● Short task
Copy verbatim the lines of the data below from the line containing "Identify every black winter" through the line containing "[279,415,292,430]", both included, and output nothing else.

□ □ □

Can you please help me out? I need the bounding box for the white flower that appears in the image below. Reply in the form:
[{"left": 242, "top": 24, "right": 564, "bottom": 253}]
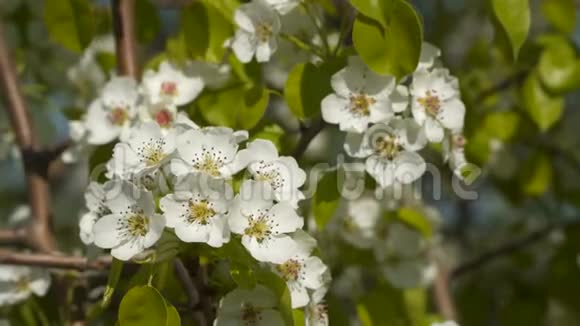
[
  {"left": 171, "top": 127, "right": 248, "bottom": 179},
  {"left": 79, "top": 181, "right": 112, "bottom": 245},
  {"left": 228, "top": 180, "right": 304, "bottom": 264},
  {"left": 93, "top": 181, "right": 165, "bottom": 260},
  {"left": 160, "top": 174, "right": 232, "bottom": 247},
  {"left": 0, "top": 265, "right": 50, "bottom": 306},
  {"left": 410, "top": 69, "right": 465, "bottom": 142},
  {"left": 344, "top": 119, "right": 426, "bottom": 188},
  {"left": 214, "top": 285, "right": 284, "bottom": 326},
  {"left": 431, "top": 320, "right": 459, "bottom": 326},
  {"left": 417, "top": 42, "right": 441, "bottom": 70},
  {"left": 273, "top": 231, "right": 328, "bottom": 309},
  {"left": 338, "top": 193, "right": 383, "bottom": 249},
  {"left": 107, "top": 122, "right": 175, "bottom": 178},
  {"left": 245, "top": 139, "right": 306, "bottom": 207},
  {"left": 265, "top": 0, "right": 301, "bottom": 15},
  {"left": 142, "top": 61, "right": 204, "bottom": 106},
  {"left": 86, "top": 77, "right": 138, "bottom": 145},
  {"left": 375, "top": 223, "right": 433, "bottom": 288},
  {"left": 230, "top": 1, "right": 280, "bottom": 63},
  {"left": 321, "top": 57, "right": 398, "bottom": 133}
]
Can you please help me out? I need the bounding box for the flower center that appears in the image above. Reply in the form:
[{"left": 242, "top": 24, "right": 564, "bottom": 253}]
[
  {"left": 107, "top": 108, "right": 129, "bottom": 126},
  {"left": 193, "top": 153, "right": 221, "bottom": 177},
  {"left": 350, "top": 93, "right": 376, "bottom": 116},
  {"left": 276, "top": 259, "right": 302, "bottom": 282},
  {"left": 188, "top": 199, "right": 216, "bottom": 225},
  {"left": 161, "top": 82, "right": 177, "bottom": 96},
  {"left": 244, "top": 216, "right": 272, "bottom": 243},
  {"left": 256, "top": 23, "right": 273, "bottom": 43},
  {"left": 417, "top": 91, "right": 441, "bottom": 116},
  {"left": 375, "top": 136, "right": 401, "bottom": 160},
  {"left": 155, "top": 109, "right": 173, "bottom": 128},
  {"left": 138, "top": 139, "right": 166, "bottom": 166},
  {"left": 127, "top": 214, "right": 149, "bottom": 237},
  {"left": 242, "top": 303, "right": 262, "bottom": 326}
]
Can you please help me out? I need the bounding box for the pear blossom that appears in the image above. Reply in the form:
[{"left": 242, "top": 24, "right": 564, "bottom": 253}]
[
  {"left": 171, "top": 127, "right": 249, "bottom": 179},
  {"left": 0, "top": 265, "right": 50, "bottom": 306},
  {"left": 228, "top": 0, "right": 280, "bottom": 63},
  {"left": 159, "top": 174, "right": 232, "bottom": 247},
  {"left": 79, "top": 181, "right": 113, "bottom": 245},
  {"left": 273, "top": 231, "right": 328, "bottom": 309},
  {"left": 345, "top": 119, "right": 426, "bottom": 188},
  {"left": 142, "top": 61, "right": 204, "bottom": 106},
  {"left": 246, "top": 139, "right": 306, "bottom": 207},
  {"left": 93, "top": 181, "right": 165, "bottom": 260},
  {"left": 85, "top": 77, "right": 139, "bottom": 145},
  {"left": 409, "top": 69, "right": 465, "bottom": 142},
  {"left": 265, "top": 0, "right": 301, "bottom": 15},
  {"left": 107, "top": 122, "right": 175, "bottom": 178},
  {"left": 321, "top": 57, "right": 399, "bottom": 133},
  {"left": 214, "top": 285, "right": 285, "bottom": 326},
  {"left": 375, "top": 223, "right": 435, "bottom": 289},
  {"left": 228, "top": 180, "right": 304, "bottom": 264}
]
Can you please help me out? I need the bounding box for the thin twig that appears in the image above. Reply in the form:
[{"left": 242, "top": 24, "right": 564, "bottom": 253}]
[
  {"left": 0, "top": 250, "right": 111, "bottom": 271},
  {"left": 0, "top": 22, "right": 56, "bottom": 252}
]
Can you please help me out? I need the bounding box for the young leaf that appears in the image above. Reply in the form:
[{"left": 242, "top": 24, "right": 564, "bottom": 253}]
[
  {"left": 492, "top": 0, "right": 530, "bottom": 59},
  {"left": 44, "top": 0, "right": 94, "bottom": 52},
  {"left": 313, "top": 170, "right": 340, "bottom": 230},
  {"left": 101, "top": 258, "right": 123, "bottom": 307},
  {"left": 352, "top": 0, "right": 423, "bottom": 78},
  {"left": 119, "top": 286, "right": 167, "bottom": 326},
  {"left": 541, "top": 0, "right": 576, "bottom": 34},
  {"left": 522, "top": 73, "right": 564, "bottom": 132}
]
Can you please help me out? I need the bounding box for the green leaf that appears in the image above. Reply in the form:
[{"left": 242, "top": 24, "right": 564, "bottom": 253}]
[
  {"left": 520, "top": 153, "right": 552, "bottom": 197},
  {"left": 119, "top": 286, "right": 167, "bottom": 326},
  {"left": 181, "top": 1, "right": 233, "bottom": 63},
  {"left": 541, "top": 0, "right": 576, "bottom": 34},
  {"left": 312, "top": 170, "right": 340, "bottom": 230},
  {"left": 538, "top": 39, "right": 580, "bottom": 93},
  {"left": 284, "top": 62, "right": 344, "bottom": 119},
  {"left": 483, "top": 111, "right": 520, "bottom": 141},
  {"left": 492, "top": 0, "right": 530, "bottom": 59},
  {"left": 256, "top": 268, "right": 294, "bottom": 326},
  {"left": 352, "top": 0, "right": 423, "bottom": 78},
  {"left": 165, "top": 302, "right": 181, "bottom": 326},
  {"left": 44, "top": 0, "right": 94, "bottom": 52},
  {"left": 101, "top": 258, "right": 123, "bottom": 307},
  {"left": 398, "top": 207, "right": 433, "bottom": 238},
  {"left": 522, "top": 73, "right": 564, "bottom": 132},
  {"left": 230, "top": 262, "right": 256, "bottom": 289},
  {"left": 198, "top": 85, "right": 270, "bottom": 129},
  {"left": 135, "top": 0, "right": 161, "bottom": 43}
]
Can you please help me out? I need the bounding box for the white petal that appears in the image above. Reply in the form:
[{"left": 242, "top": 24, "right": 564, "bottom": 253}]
[
  {"left": 437, "top": 98, "right": 465, "bottom": 130},
  {"left": 424, "top": 118, "right": 444, "bottom": 143},
  {"left": 393, "top": 151, "right": 426, "bottom": 184},
  {"left": 93, "top": 214, "right": 124, "bottom": 249}
]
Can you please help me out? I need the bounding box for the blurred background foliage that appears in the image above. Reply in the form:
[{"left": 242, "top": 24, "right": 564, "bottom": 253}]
[{"left": 0, "top": 0, "right": 580, "bottom": 326}]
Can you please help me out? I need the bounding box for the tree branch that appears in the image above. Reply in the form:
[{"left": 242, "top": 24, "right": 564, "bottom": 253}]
[
  {"left": 0, "top": 24, "right": 56, "bottom": 252},
  {"left": 0, "top": 250, "right": 112, "bottom": 271},
  {"left": 112, "top": 0, "right": 140, "bottom": 80}
]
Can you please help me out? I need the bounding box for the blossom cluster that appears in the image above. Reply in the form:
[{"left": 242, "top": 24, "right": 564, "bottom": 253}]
[
  {"left": 79, "top": 63, "right": 329, "bottom": 315},
  {"left": 321, "top": 43, "right": 467, "bottom": 188}
]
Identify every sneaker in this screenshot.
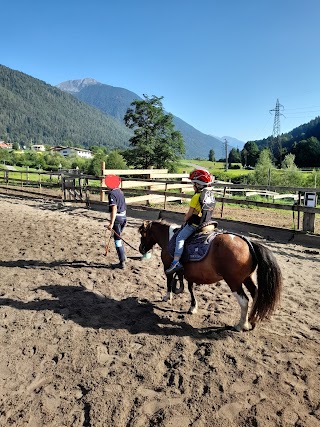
[111,261,126,270]
[166,261,183,274]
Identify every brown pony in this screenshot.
[139,220,282,331]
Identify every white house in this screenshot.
[55,147,93,159]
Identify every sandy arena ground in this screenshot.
[0,195,320,427]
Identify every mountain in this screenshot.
[0,65,132,149]
[57,78,225,159]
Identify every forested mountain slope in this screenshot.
[0,65,131,149]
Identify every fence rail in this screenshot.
[0,170,320,232]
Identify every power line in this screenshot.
[269,99,285,163]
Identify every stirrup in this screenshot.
[166,261,183,274]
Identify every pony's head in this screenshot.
[139,221,156,255]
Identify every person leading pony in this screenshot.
[166,169,215,274]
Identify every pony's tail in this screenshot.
[249,242,282,327]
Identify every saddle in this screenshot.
[168,221,223,263]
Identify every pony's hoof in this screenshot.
[234,323,252,332]
[162,294,172,302]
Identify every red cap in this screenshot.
[104,175,121,190]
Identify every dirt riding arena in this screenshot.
[0,195,320,427]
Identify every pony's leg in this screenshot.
[243,276,258,329]
[188,282,198,314]
[233,285,251,332]
[243,276,258,301]
[162,274,173,302]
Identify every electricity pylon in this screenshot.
[269,99,284,165]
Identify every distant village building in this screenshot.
[0,141,12,150]
[31,144,46,151]
[51,146,93,159]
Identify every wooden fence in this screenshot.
[0,169,320,233]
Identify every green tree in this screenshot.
[248,148,276,185]
[209,149,216,162]
[241,141,260,167]
[106,150,127,169]
[292,137,320,167]
[228,148,241,163]
[123,95,185,169]
[88,150,107,176]
[281,154,303,187]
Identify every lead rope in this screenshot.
[105,225,140,256]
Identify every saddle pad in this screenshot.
[168,229,222,262]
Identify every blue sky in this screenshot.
[0,0,320,141]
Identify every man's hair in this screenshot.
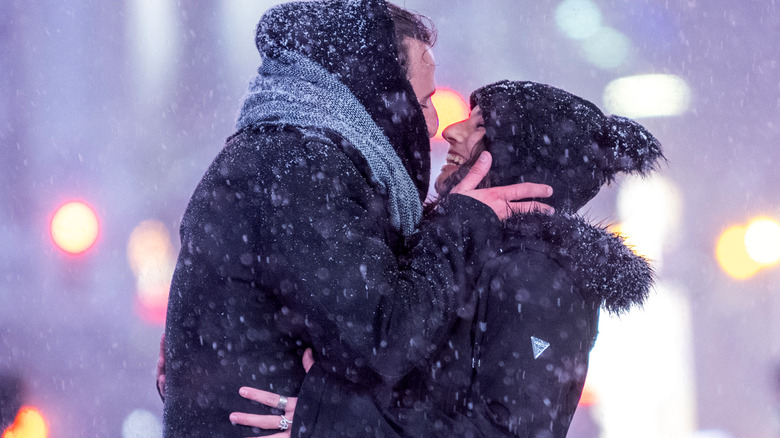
[387,3,436,77]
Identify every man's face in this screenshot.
[404,39,439,137]
[434,105,485,193]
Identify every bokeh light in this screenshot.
[431,88,470,140]
[122,409,162,438]
[745,217,780,266]
[617,175,682,268]
[555,0,602,40]
[715,226,761,280]
[604,74,691,118]
[582,27,631,70]
[50,201,100,254]
[2,406,49,438]
[127,220,176,324]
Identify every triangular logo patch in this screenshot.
[531,336,550,359]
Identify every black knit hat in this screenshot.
[471,81,664,212]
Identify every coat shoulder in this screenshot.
[504,214,654,314]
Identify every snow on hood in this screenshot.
[255,0,431,201]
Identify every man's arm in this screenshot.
[202,132,544,382]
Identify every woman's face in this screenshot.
[434,105,485,193]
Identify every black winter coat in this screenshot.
[164,0,500,437]
[394,214,653,438]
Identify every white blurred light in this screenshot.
[745,217,780,265]
[582,27,631,70]
[604,74,691,118]
[128,0,181,99]
[617,175,682,268]
[555,0,601,40]
[122,409,162,438]
[588,283,696,438]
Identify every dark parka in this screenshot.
[394,214,653,438]
[164,0,500,437]
[386,81,663,438]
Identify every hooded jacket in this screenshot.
[164,0,500,437]
[394,214,653,438]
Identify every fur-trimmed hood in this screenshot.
[503,214,655,314]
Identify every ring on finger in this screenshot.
[279,415,292,430]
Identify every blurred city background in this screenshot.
[0,0,780,438]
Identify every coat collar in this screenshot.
[504,214,655,314]
[255,0,431,202]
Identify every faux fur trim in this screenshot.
[505,214,655,315]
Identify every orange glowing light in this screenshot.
[715,226,762,280]
[2,406,49,438]
[431,88,470,140]
[51,201,99,254]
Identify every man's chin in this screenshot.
[433,163,458,195]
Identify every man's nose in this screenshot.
[441,122,463,144]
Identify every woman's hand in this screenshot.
[450,152,555,220]
[230,348,314,438]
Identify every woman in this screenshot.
[224,81,663,437]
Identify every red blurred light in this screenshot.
[2,406,49,438]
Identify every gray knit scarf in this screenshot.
[236,52,422,236]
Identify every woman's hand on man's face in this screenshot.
[450,152,555,220]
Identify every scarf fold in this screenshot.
[236,52,422,236]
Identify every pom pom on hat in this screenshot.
[471,81,663,213]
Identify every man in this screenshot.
[165,0,549,437]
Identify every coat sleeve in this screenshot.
[200,131,499,384]
[474,251,598,436]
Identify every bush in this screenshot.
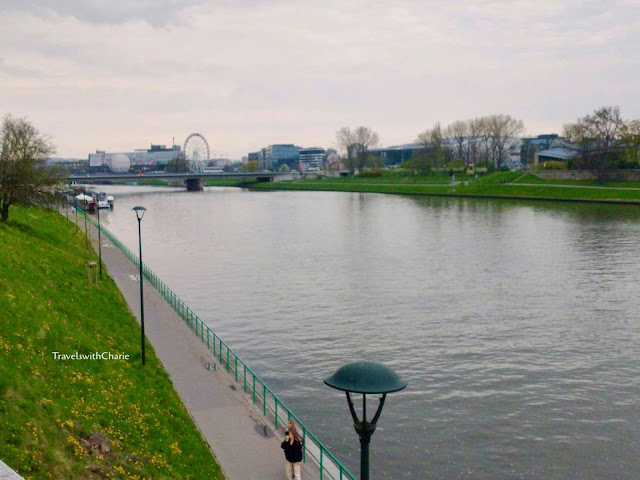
[531,160,568,170]
[356,170,382,178]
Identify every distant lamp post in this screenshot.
[132,206,147,366]
[84,197,89,245]
[324,362,407,480]
[98,203,102,278]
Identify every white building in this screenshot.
[89,145,182,172]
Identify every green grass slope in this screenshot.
[0,207,224,479]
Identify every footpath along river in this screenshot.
[92,186,640,479]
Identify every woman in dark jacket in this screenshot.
[280,420,304,480]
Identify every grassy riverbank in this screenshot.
[0,206,224,479]
[251,172,640,203]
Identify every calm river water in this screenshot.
[95,186,640,479]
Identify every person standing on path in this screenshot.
[280,420,304,480]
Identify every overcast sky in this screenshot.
[0,0,640,159]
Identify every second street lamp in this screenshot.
[132,206,147,366]
[324,362,407,480]
[98,204,102,278]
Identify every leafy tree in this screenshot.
[0,115,62,222]
[336,126,380,173]
[164,157,189,173]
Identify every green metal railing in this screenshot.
[79,209,356,480]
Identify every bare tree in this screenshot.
[621,119,640,164]
[336,126,380,173]
[446,120,470,166]
[468,118,487,165]
[563,107,624,181]
[0,115,62,222]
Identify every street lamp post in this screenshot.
[132,206,147,367]
[324,362,407,480]
[84,197,89,245]
[97,203,102,278]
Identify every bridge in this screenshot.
[66,171,295,192]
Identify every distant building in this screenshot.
[520,133,559,165]
[369,143,424,166]
[89,145,182,171]
[298,147,327,172]
[533,138,580,165]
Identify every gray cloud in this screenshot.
[0,0,203,26]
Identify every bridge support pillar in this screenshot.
[184,178,204,192]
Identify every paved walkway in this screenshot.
[74,209,320,480]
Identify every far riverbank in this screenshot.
[242,172,640,205]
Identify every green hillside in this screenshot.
[0,207,224,479]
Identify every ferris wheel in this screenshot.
[182,133,209,172]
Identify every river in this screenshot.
[92,186,640,479]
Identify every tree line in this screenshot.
[0,115,63,222]
[336,114,524,173]
[562,106,640,180]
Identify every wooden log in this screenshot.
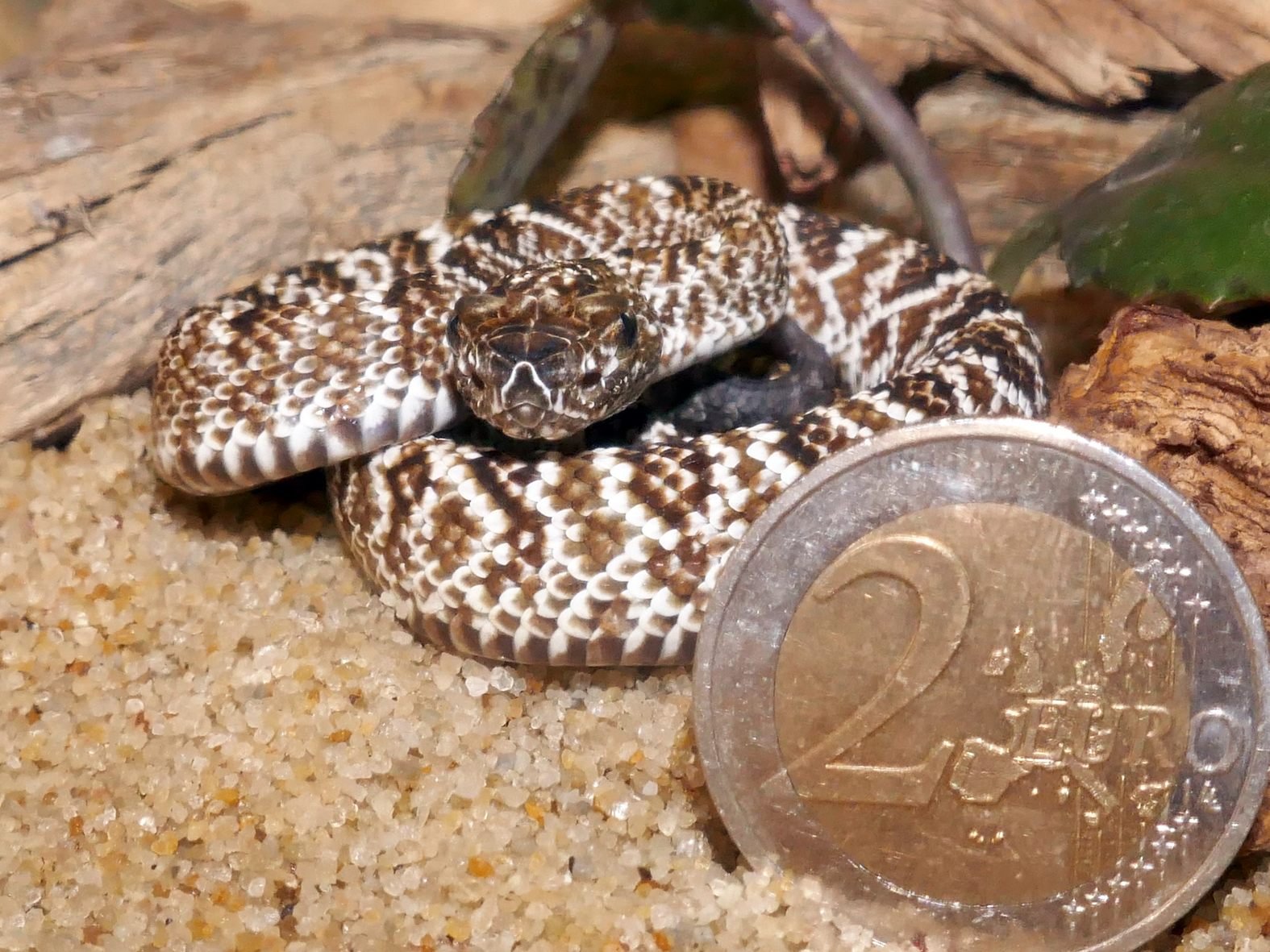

□ □ □

● Result
Identify every black winter coat in this screenshot.
[164,0,500,437]
[394,214,653,438]
Identify every white blurred light in this screenshot.
[745,217,780,265]
[582,27,631,70]
[604,74,691,118]
[128,0,181,99]
[617,175,682,268]
[555,0,601,40]
[122,409,162,438]
[588,283,696,438]
Identify every dark parka in this screenshot.
[394,214,653,438]
[164,0,500,437]
[386,81,663,438]
Identify every hooded jacket in this screenshot.
[164,0,500,437]
[394,214,653,438]
Identify every fur-trimmed hood in this screenshot.
[503,214,655,314]
Identify every ring on finger in this screenshot.
[279,415,292,430]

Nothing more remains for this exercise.